_Exercise objective_
Gather every line below that contains the string "cloudy" and copy each one. Case counts.

_Material provided_
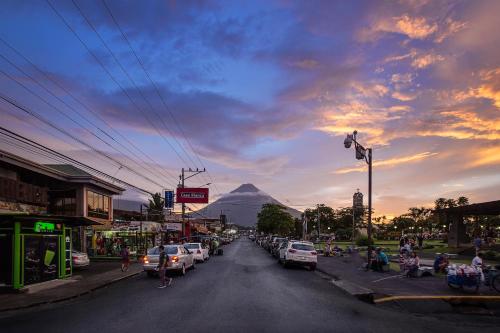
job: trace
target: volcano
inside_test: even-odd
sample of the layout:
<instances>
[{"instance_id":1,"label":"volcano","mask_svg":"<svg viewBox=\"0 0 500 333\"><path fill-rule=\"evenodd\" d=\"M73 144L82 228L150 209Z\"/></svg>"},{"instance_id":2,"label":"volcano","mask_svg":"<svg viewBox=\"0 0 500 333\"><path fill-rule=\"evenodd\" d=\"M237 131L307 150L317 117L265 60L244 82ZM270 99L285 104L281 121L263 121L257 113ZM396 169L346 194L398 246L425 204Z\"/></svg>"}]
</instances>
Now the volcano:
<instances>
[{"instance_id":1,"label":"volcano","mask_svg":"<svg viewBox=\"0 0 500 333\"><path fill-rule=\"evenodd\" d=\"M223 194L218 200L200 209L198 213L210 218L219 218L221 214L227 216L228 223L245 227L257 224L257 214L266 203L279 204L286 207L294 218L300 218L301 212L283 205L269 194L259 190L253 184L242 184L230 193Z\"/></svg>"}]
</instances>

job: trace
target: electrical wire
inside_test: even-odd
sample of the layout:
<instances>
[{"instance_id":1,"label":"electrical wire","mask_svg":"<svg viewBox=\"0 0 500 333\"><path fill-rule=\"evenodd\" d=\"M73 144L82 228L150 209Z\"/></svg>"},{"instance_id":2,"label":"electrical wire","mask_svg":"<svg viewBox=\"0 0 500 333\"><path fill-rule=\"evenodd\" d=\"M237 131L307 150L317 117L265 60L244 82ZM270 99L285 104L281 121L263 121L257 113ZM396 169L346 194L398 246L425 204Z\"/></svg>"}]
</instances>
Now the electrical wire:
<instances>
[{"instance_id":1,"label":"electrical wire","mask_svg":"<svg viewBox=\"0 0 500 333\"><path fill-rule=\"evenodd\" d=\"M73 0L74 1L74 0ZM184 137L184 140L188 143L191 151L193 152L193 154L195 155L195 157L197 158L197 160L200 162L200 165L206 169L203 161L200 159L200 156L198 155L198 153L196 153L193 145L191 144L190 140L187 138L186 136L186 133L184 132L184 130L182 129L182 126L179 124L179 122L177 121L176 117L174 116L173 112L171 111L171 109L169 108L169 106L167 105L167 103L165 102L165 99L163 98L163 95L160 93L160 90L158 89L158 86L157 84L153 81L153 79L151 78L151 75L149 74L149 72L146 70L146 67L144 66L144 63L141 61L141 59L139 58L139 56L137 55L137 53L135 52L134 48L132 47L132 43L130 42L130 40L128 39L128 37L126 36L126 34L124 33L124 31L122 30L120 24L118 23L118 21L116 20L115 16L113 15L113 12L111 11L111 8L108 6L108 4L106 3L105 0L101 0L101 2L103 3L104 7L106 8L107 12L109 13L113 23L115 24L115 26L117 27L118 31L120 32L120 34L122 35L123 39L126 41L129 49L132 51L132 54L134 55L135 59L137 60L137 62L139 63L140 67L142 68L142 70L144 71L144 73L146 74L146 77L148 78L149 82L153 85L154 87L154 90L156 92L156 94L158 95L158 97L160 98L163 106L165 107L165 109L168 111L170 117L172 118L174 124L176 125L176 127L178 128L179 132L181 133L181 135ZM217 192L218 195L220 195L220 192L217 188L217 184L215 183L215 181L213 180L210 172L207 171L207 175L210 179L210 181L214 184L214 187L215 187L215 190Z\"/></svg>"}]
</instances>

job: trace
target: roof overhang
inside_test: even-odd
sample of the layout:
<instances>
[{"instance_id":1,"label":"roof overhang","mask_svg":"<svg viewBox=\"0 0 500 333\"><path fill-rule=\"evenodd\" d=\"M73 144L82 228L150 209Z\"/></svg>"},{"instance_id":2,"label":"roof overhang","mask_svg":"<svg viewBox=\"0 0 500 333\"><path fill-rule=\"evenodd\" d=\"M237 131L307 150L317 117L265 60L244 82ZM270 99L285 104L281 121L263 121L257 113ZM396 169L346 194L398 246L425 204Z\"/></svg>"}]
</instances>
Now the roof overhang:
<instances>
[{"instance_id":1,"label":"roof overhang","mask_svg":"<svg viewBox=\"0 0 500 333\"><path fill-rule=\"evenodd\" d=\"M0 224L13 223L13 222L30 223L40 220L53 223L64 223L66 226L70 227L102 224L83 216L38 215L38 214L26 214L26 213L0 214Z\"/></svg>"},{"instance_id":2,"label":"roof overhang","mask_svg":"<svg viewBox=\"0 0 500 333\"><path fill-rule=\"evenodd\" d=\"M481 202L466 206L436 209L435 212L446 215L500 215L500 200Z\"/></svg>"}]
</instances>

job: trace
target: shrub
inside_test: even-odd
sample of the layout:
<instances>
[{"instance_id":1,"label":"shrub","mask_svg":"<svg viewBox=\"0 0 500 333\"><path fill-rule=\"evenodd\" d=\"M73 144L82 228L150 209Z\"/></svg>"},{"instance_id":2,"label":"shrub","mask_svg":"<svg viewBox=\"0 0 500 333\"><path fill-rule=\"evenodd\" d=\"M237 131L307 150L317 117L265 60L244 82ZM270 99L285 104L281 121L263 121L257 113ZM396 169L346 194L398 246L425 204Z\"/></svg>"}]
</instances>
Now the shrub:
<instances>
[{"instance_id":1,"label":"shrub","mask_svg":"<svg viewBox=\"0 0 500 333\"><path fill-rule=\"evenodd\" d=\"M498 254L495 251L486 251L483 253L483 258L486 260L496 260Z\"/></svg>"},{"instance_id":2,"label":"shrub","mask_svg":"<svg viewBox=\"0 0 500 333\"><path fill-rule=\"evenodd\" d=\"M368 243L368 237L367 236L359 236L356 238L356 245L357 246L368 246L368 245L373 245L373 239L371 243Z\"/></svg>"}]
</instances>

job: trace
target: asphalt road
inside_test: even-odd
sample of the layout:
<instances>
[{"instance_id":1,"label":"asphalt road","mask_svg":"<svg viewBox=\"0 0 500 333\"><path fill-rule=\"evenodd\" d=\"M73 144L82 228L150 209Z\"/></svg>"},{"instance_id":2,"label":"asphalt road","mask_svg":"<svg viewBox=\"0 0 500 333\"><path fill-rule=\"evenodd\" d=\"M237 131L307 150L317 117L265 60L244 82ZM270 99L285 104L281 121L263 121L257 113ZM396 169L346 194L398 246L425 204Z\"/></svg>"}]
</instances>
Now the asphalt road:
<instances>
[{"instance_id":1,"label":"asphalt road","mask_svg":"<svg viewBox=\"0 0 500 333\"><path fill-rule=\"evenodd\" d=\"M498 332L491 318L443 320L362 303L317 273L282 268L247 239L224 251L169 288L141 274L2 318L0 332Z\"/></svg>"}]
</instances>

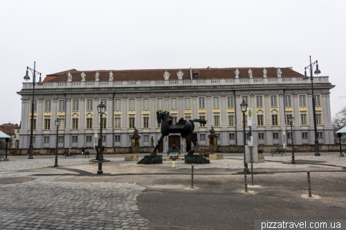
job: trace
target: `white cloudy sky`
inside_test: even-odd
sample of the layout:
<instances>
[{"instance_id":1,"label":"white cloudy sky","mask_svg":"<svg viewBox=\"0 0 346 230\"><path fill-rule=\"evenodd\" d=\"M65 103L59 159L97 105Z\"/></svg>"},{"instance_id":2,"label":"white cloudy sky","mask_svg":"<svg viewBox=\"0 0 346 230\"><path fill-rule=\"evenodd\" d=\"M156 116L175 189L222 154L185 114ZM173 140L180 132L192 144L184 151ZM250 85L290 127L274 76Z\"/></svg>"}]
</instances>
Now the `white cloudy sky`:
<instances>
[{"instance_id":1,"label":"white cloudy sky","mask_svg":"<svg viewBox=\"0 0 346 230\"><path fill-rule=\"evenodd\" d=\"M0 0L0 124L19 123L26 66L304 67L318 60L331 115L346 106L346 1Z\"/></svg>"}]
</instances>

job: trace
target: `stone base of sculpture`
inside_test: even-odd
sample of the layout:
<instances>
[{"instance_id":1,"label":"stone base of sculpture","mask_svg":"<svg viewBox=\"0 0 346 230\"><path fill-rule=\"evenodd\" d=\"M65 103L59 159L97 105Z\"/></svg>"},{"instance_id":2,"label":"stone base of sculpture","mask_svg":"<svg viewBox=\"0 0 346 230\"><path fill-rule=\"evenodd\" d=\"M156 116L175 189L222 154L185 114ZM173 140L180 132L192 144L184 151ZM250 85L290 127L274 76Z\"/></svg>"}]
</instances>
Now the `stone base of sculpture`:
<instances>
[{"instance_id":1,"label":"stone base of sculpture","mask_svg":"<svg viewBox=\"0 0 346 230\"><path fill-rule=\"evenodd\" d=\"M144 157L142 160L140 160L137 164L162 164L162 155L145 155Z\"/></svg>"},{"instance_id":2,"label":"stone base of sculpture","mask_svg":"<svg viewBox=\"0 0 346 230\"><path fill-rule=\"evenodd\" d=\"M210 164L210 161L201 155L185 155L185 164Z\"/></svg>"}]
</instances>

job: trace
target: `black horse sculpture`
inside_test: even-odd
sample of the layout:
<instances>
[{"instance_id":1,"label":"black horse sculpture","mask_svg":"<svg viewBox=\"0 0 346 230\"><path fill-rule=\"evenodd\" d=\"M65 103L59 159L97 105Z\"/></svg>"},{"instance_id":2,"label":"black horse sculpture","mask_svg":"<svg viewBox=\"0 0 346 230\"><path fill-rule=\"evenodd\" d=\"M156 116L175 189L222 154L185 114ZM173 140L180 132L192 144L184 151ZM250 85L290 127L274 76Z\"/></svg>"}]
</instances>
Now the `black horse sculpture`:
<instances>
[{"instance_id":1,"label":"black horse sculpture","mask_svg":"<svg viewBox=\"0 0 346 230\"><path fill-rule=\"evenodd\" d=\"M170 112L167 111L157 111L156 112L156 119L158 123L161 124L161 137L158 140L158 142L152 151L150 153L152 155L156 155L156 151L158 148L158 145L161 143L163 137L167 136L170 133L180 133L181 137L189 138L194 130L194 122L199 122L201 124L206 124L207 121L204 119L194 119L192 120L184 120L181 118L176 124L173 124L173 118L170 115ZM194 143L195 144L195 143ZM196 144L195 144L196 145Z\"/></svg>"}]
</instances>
---
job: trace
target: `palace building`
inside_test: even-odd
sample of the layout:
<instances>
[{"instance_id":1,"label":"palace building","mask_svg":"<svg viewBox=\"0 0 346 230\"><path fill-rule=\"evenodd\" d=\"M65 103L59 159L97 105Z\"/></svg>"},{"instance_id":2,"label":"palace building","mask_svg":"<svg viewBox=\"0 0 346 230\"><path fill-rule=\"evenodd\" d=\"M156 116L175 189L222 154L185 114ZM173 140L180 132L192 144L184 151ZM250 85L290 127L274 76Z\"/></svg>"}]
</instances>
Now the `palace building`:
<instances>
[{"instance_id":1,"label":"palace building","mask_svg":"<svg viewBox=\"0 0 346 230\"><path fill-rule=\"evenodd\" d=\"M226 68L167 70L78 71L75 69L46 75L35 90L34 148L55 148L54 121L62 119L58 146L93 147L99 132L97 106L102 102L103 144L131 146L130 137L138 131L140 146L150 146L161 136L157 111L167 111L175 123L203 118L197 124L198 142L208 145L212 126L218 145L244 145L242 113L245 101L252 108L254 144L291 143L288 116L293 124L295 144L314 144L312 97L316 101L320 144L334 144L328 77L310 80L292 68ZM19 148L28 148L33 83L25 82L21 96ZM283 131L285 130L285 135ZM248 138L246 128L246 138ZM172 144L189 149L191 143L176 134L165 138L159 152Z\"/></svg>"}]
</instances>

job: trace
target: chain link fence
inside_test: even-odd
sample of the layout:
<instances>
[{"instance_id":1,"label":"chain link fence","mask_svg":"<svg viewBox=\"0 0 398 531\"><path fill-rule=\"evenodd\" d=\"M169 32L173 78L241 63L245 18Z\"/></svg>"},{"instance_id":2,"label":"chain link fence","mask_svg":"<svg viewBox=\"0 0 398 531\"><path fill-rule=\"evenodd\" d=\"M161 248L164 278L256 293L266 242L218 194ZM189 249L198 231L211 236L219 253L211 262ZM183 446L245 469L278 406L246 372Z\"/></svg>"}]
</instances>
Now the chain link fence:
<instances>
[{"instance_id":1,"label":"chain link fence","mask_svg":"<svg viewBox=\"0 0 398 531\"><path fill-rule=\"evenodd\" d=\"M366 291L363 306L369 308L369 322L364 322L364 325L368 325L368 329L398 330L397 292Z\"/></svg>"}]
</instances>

_Complete response_
target: `white cloudy sky`
[{"instance_id":1,"label":"white cloudy sky","mask_svg":"<svg viewBox=\"0 0 346 230\"><path fill-rule=\"evenodd\" d=\"M65 103L59 159L97 105Z\"/></svg>"},{"instance_id":2,"label":"white cloudy sky","mask_svg":"<svg viewBox=\"0 0 346 230\"><path fill-rule=\"evenodd\" d=\"M156 116L175 189L222 154L185 114ZM173 140L180 132L192 144L184 151ZM250 85L290 127L274 76Z\"/></svg>"}]
Now the `white cloudy sky`:
[{"instance_id":1,"label":"white cloudy sky","mask_svg":"<svg viewBox=\"0 0 346 230\"><path fill-rule=\"evenodd\" d=\"M0 0L0 124L19 123L26 66L304 67L318 60L331 115L346 106L346 1Z\"/></svg>"}]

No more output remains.